%%
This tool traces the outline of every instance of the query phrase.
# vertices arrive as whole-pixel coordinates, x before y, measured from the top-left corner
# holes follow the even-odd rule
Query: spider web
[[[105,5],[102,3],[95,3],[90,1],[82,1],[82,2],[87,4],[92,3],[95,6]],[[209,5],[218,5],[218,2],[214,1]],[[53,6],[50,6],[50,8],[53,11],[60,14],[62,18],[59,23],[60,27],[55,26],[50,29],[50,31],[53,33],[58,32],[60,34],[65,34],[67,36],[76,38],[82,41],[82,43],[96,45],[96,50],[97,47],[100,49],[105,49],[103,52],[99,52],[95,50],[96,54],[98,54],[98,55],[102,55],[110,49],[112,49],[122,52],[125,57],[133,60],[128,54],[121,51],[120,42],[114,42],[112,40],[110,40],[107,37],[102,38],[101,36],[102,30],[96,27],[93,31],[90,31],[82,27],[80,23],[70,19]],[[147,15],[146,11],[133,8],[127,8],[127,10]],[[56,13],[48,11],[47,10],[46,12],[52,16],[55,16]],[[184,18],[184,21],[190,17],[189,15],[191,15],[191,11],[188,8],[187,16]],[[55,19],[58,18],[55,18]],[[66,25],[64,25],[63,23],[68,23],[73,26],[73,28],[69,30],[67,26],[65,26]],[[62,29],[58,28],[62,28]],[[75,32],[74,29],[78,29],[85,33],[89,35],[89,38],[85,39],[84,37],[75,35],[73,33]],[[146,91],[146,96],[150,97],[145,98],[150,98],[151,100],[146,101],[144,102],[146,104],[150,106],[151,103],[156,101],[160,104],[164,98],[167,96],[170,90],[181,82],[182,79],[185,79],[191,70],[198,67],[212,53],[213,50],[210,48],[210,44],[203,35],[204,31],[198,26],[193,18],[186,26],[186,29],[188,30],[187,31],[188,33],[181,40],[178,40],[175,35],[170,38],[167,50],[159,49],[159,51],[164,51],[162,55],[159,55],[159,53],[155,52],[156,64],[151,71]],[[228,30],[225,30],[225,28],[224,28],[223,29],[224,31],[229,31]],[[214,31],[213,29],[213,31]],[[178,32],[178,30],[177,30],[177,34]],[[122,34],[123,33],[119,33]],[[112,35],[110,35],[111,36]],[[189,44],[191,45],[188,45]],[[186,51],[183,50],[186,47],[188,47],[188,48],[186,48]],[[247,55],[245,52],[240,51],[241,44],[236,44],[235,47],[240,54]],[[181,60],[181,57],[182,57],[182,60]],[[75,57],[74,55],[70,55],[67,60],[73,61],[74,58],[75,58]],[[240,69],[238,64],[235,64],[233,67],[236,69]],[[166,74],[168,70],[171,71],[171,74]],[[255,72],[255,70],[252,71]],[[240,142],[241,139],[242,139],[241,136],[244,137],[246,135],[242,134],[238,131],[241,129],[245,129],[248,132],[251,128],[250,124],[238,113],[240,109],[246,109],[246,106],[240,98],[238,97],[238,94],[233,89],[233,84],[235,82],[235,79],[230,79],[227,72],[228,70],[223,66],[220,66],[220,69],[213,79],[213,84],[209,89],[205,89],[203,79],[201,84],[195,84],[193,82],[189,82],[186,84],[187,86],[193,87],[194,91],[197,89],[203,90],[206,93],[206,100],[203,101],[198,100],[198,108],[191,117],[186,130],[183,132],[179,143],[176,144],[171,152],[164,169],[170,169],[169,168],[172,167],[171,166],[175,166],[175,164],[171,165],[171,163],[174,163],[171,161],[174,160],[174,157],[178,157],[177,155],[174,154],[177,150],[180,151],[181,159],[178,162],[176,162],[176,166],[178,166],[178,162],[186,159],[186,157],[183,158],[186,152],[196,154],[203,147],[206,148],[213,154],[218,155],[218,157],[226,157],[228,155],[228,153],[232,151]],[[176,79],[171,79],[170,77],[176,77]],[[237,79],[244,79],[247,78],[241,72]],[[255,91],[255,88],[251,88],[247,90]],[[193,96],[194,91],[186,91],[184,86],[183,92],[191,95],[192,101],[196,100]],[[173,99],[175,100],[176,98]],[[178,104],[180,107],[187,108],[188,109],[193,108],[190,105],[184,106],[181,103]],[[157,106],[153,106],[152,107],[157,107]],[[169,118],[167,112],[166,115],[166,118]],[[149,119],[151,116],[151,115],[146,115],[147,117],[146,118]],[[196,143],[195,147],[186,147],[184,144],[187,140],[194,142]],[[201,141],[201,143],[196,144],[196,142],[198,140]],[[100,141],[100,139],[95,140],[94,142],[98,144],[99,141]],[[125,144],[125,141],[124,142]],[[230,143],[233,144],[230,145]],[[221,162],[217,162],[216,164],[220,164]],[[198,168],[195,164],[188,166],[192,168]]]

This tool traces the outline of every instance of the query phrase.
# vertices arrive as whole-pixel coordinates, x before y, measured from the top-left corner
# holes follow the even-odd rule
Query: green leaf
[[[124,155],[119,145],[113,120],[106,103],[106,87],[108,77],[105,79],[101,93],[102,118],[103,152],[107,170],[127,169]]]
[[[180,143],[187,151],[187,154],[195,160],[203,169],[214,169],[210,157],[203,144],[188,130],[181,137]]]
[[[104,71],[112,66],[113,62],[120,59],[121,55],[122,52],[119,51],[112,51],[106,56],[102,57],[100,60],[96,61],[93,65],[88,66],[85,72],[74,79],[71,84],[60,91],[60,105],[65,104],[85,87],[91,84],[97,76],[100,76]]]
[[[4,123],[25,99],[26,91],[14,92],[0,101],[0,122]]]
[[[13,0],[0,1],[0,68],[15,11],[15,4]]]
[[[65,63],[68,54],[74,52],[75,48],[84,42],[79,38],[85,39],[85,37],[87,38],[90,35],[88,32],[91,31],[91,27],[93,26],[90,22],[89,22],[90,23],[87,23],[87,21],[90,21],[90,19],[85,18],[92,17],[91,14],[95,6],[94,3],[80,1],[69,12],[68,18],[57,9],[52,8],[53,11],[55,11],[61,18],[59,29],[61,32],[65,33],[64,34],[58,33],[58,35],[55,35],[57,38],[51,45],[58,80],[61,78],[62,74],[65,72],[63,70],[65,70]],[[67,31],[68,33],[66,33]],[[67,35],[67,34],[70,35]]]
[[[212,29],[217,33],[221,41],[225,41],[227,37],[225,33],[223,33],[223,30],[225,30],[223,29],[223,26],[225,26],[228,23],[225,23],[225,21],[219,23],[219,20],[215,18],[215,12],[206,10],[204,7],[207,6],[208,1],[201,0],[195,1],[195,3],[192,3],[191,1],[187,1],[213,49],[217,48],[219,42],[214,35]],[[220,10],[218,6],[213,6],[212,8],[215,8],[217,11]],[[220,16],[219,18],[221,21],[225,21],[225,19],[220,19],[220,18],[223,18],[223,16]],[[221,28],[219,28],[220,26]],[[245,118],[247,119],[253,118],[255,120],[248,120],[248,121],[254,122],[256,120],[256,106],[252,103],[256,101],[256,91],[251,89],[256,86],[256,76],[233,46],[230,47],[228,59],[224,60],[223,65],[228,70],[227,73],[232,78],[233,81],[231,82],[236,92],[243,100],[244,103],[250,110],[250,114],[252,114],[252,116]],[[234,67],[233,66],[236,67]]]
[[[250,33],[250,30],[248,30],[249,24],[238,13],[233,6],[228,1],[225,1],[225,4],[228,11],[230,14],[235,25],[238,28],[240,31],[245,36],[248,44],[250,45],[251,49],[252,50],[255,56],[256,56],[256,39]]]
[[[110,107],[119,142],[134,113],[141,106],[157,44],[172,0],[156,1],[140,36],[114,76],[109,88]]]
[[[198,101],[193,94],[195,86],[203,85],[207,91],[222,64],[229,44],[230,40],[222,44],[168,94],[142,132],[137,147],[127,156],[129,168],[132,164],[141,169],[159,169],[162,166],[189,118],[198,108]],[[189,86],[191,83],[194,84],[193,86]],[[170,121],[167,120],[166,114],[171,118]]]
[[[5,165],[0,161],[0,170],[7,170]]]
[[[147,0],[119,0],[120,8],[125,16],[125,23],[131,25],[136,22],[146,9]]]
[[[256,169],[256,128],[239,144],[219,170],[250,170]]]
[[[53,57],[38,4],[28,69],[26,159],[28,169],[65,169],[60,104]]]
%%
Do this: Reproduce the listing verbatim from its first line through the line containing "Query: spider web", including both of those lines.

Finished task:
This tool traces the outline of every instance of the query phrase.
# vertices arrive as whole-pixel coordinates, x before y, measured from the top-left corner
# holes follow the even-odd rule
Query: spider web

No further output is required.